*Set problem*:
Please rewrite the items below from the line containing "Return one point per instance of the pebble." through the end of the items, inclusive, swapping "pebble" for "rock" and keeping everything else the same.

**** Material

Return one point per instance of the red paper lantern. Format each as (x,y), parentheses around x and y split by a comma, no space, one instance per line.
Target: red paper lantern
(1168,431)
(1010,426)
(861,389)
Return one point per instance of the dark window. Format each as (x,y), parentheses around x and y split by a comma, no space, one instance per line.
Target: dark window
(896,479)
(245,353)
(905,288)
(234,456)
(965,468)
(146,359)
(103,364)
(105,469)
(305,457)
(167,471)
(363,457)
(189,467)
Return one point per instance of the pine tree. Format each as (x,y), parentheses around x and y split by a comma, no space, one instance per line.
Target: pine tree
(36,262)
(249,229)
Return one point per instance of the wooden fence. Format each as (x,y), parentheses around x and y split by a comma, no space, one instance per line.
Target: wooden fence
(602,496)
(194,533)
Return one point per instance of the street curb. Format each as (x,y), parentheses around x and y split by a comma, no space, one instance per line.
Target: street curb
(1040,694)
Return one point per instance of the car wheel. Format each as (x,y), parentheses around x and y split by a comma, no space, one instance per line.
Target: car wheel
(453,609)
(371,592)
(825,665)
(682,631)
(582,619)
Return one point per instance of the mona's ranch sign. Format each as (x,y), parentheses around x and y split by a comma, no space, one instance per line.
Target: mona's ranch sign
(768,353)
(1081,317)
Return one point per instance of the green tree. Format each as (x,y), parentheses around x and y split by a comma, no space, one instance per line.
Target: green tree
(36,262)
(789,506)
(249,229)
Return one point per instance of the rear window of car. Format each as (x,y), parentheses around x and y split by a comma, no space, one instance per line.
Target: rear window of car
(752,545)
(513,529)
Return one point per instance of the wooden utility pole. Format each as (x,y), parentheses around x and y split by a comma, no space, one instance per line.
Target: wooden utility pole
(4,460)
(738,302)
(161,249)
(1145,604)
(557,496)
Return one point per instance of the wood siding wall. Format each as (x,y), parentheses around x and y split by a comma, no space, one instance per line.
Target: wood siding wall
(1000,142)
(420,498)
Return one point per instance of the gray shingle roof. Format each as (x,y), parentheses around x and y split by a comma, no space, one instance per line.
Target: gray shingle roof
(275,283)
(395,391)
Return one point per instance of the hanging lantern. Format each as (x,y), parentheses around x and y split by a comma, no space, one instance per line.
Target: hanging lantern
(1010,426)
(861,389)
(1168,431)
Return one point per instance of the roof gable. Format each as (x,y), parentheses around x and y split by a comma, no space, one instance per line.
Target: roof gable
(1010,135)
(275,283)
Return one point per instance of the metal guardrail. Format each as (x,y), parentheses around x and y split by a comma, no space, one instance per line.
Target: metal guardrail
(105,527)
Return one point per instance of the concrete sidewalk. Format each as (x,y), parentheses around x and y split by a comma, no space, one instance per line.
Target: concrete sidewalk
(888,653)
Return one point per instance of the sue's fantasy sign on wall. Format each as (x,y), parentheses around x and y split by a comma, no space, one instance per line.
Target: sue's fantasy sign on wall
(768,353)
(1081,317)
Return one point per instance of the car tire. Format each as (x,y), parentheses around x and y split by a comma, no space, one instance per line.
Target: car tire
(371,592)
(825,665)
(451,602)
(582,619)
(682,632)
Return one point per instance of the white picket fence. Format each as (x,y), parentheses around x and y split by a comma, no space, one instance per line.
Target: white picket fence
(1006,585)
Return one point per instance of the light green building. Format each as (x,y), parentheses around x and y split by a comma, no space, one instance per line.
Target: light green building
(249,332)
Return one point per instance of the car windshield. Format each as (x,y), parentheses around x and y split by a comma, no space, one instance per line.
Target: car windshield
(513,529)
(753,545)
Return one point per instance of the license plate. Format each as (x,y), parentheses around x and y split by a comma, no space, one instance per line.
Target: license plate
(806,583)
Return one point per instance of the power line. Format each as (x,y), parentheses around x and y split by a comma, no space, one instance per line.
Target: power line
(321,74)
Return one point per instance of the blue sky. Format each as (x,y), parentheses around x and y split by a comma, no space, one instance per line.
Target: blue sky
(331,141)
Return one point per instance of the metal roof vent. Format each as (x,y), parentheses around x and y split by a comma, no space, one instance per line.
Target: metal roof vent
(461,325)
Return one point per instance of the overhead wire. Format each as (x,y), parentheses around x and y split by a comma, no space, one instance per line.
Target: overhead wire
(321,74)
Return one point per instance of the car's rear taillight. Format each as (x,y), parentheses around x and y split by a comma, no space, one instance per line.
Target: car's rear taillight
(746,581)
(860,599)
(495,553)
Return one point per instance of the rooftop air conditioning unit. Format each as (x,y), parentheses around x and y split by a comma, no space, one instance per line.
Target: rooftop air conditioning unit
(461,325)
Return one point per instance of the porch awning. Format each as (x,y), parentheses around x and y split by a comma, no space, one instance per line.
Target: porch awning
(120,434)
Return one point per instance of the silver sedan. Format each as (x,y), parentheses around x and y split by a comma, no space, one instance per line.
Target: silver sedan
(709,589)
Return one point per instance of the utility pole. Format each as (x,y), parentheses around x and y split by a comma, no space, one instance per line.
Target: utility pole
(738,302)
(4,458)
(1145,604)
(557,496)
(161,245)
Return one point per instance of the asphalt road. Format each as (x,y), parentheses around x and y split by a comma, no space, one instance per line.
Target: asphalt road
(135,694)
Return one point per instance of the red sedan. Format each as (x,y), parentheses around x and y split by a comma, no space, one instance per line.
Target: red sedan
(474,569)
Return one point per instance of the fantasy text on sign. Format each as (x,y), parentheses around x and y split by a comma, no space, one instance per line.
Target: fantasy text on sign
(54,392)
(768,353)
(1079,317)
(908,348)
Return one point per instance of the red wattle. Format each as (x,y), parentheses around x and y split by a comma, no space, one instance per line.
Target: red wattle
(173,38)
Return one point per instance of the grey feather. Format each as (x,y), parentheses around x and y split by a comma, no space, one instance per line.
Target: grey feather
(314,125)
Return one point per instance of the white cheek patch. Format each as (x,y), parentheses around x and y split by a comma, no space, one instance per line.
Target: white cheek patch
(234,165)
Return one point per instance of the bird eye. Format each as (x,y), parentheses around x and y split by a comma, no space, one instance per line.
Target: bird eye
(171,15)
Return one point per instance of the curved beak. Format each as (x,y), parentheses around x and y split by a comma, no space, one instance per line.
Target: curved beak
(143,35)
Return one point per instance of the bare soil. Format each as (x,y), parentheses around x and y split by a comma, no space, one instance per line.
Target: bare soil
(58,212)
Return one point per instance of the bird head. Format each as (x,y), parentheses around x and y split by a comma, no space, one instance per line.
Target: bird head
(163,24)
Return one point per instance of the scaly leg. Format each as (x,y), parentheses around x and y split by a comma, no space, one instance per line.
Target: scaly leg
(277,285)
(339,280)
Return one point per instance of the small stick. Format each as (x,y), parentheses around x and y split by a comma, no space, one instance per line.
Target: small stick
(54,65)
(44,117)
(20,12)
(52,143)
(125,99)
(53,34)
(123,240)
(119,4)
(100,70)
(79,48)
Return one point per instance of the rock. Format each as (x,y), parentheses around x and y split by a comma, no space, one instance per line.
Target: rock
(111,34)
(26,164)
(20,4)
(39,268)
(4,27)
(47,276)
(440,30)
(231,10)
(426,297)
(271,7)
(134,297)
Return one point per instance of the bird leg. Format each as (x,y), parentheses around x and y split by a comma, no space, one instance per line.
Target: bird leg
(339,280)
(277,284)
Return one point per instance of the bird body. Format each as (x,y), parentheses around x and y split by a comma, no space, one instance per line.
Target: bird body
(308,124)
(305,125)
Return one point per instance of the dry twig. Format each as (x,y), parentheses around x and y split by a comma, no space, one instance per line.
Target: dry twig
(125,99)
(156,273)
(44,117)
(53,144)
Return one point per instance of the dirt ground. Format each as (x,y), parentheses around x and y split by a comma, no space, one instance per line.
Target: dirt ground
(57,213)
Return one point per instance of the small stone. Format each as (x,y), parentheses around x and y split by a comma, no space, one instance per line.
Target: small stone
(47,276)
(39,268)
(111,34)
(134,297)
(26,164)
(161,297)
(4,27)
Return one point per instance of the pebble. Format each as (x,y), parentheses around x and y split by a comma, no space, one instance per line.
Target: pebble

********

*Exercise result*:
Return one point per instance of the rock. Format each as (x,y), parentheses around x and y split by a comma, no space, one instance per line.
Target: rock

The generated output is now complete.